(TEXT SEGMENT)
********
# Stock Hboot File



## killjoy (Sep 5, 2011)

Anyone have a copy of this file? The only DL link I've found has been destroyed by the feds.


----------



## trter10 (Jan 4, 2012)

What exactly do you need? The 1.04 hboot can be found  here  if that's what you need. Just rename it to PG05IMG.zip and flash through hboot


----------



## jsmitty6619 (Mar 30, 2012)

Will that take you back to box stock?

sent from the barrel of my Glock 23


----------



## killjoy (Sep 5, 2011)

Thanks guys, I got it.

Yes, i was trying to get back to stock for a warrenty return. You must flash a stock ruu first, than flash a s-on hboot file. I would recommend reading up on it before you flash back to stock


----------



## jsmitty6619 (Mar 30, 2012)

I'd just like to have the file for a rainy holy crap emergency day. I've went back stock but never did the s on process. Ive recently got of the 12 step rom switching addicts process. Lol

sent from the barrel of my Glock 23


----------



## trter10 (Jan 4, 2012)

You don't have to manually go to stock anymore, you can just use my unroot tool

Sent from my iPad (the one with no name







) using Tapatalk


----------



## killjoy (Sep 5, 2011)

Yes, I used the unroot tool, however I was the one that Gtalk'ed you about the issues I was having. If you DL the unroot tool, you will also get the stock rom/s-on files packaged with it so you can manually push them through, which is what I had to end up doing.


----------



## trter10 (Jan 4, 2012)

Oh! Haha

Sent from my iPad (the one with no name







) using Tapatalk


----------
********
(DATA EXTRACTS)
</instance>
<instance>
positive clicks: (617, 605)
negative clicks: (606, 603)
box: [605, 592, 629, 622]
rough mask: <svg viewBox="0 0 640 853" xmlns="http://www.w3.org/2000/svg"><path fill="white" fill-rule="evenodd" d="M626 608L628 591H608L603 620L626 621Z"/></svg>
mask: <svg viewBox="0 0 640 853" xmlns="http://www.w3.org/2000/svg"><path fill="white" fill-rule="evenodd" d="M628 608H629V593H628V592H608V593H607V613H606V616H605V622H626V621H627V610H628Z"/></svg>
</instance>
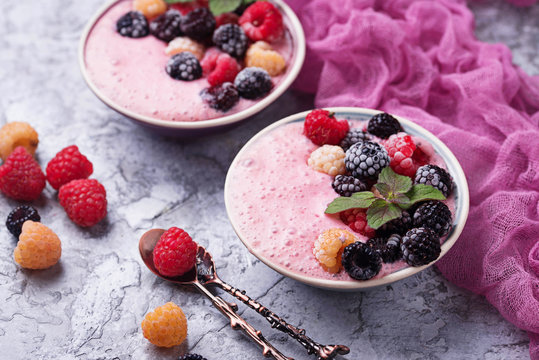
********
(REQUIREMENT)
Sum up the forum thread about the stock hboot file in three sentences.

(EXPECTED ANSWER)
One poster asks for a copy of the stock hboot file, and another points to the 1.04 hboot, saying to rename it to PG05IMG.zip and flash it through hboot. The first poster, who was trying to get back to stock for a warranty return, explains that you must flash a stock RUU first and then an S-ON hboot file. When told that an unroot tool removes the need to go back to stock by hand, the first poster replies that the tool also comes with the stock ROM and S-ON files, which they ended up pushing through manually.